### EXTRACTED TEXT
Thanks for your comments. The key difference today is that we have 
finally achieved the long term engineering considerations of:

   1) Getting domains to publish DNS policy records,
   2) Receivers performing the DNS policy record lookup,
   3) Receivers honoring the mail handling.

We did not have this with ADSP when ATPS was first introduced as an 
extended ADSP add-on.  ADSP, the DKIM WG proposed standard track item, 
was in conflict with what we reestablished today as "indirect mail 
flows" and the key cogs of the DKIM WG was focused on eliminating the 
Author Domain Identity (ADID) from the specification and making 3rd 
party Trust Signers (SDID) the key focus identity for DKIM evaluation. 
  ADSP was being abandoned and you help kill it by eventually 
replacing it with DMARC.

If you redid ATPS as an add-on DMARC, I suspect we will have a higher 
interest in its exploration.   The marketing and need would be much 
higher than before.  It will certainly push forward our own update 
efforts (Replaced ADSP with DMARC and I would like believe other mail 
product and EPS vendors, including MLS developers would also would 
update DMARC to support a new SDID (Signer Domain Identity) optional 
parameter in the DNS policy record lookup:

       DMARC = DKIM_POLICY_DMARC(ADID [,SDID])

We are already doing the lookup as a function of ADID. We established 
that. Thats the difference today than yesteryears.  Now we just 
proposing to make it flexible for the 3rd party signature condition 
when the ADID != SDID.

We also long established, which I believe all the trust advocates 
agreed, that resigners are good.  They are needed when the original 
authenticity is lost, i.e MLM.

Will the vendors support it?    Who knows? But the market is different 
today and that is all I am saying, you can't judge the lack of 
interest before because ADSP was being abandoned.   DMARC is not being 
abandoned.  It now needs to be completed with that 3rd party component.

I suggest a simple update of ATPS to anchor off DMARC and see if we 
will get the exploration.  You will get two immediate packages to 
support it.  Yours and mine.

If in the mean time, you come up with something better, great. I don't 
see it because it will always need to be verifiable with the 1st party 
again, but now we will be able to explore all the scalability issues. 
  I personally don't think the the non-ESP domains will need to worry 
about that.   Perhaps the biggest challenge for the larger ESP is how 
to best register the domains.   But thats an implementation issue, 
perhaps using a Web site with other business decisions such as free or 
fee-based.   Let the each market vendor decide that. In the mean time, 
we need the 3rd party Authorization extension for DMARC.

Thanks

--
HLS


On 3/27/2015 2:59 AM, Murray S. Kucherawy wrote:
> On Thu, Mar 26, 2015 at 11:22 PM, Stephen J. Turnbull
> <stephen@xemacs.org <mailto:stephen@xemacs.org>> wrote:
>
>     Murray's point is that "proof of illegitimacy" is probably a pipe
>     dream, as shown by past experience with "policy frameworks".[1]
>     Legitimacy, on the other hand, is fairly easy to prove, as DMARC shows
>     in daily use by financial institutions and in other transactional mail
>     flows.

### REQUIRED TASKS
(a) List the long-term engineering considerations that the email says have finally been achieved.
(b) According to the email, why can't the earlier lack of interest in ATPS be used to judge it today? Answer in one to three sentences.

### DATASET SECTION
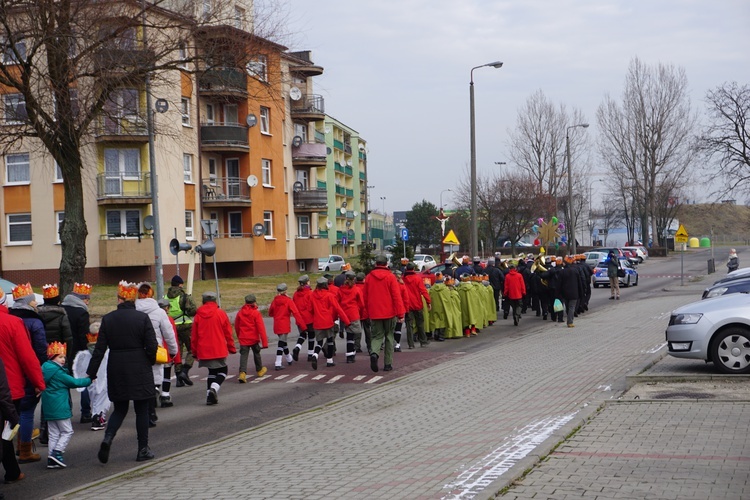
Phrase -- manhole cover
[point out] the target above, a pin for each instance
(682, 395)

### WRITTEN RESPONSES
(a)
1) Getting domains to publish DNS policy records
2) Receivers performing the DNS policy record lookup
3) Receivers honoring the mail handling

(b) ATPS was first introduced as an add-on to ADSP, and the earlier lack of interest came while ADSP was being abandoned. DMARC is not being abandoned, so the market is different today.